## What this task involves
Find the lines below in which the string "window" occurs. Copy each one.

────────────────────────────────────────

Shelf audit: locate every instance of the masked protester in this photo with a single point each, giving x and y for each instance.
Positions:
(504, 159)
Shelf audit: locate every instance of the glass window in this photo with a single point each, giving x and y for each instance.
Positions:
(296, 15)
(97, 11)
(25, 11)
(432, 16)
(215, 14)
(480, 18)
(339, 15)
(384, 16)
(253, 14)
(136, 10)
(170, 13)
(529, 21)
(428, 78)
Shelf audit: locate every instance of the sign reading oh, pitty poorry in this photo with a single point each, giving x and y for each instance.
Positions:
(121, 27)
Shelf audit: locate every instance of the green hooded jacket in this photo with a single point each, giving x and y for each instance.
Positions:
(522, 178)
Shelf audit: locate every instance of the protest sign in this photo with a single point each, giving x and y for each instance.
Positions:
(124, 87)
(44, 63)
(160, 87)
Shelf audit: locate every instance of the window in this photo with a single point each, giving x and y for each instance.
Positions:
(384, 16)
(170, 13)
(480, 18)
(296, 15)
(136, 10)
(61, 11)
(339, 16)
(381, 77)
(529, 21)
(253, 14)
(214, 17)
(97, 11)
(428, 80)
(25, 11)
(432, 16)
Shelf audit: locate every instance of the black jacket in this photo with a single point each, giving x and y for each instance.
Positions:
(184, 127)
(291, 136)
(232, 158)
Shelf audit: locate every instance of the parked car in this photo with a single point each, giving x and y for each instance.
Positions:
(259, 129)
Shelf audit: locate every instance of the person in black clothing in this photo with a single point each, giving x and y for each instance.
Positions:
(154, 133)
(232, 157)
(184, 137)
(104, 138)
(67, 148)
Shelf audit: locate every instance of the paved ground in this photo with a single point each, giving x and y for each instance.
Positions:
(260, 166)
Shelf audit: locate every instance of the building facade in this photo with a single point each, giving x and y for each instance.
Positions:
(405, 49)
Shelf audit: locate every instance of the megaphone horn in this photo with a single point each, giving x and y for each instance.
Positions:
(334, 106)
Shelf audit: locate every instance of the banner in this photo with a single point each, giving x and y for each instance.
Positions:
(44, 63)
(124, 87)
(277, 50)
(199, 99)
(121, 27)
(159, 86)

────────────────────────────────────────

## Result
Shelf audit: locate every instance of the glass window in this photo with a single point each, giving x and y for each instance.
Shelf audit: locate every instance of the window in this photo with a single point each, giving x and y for each instance.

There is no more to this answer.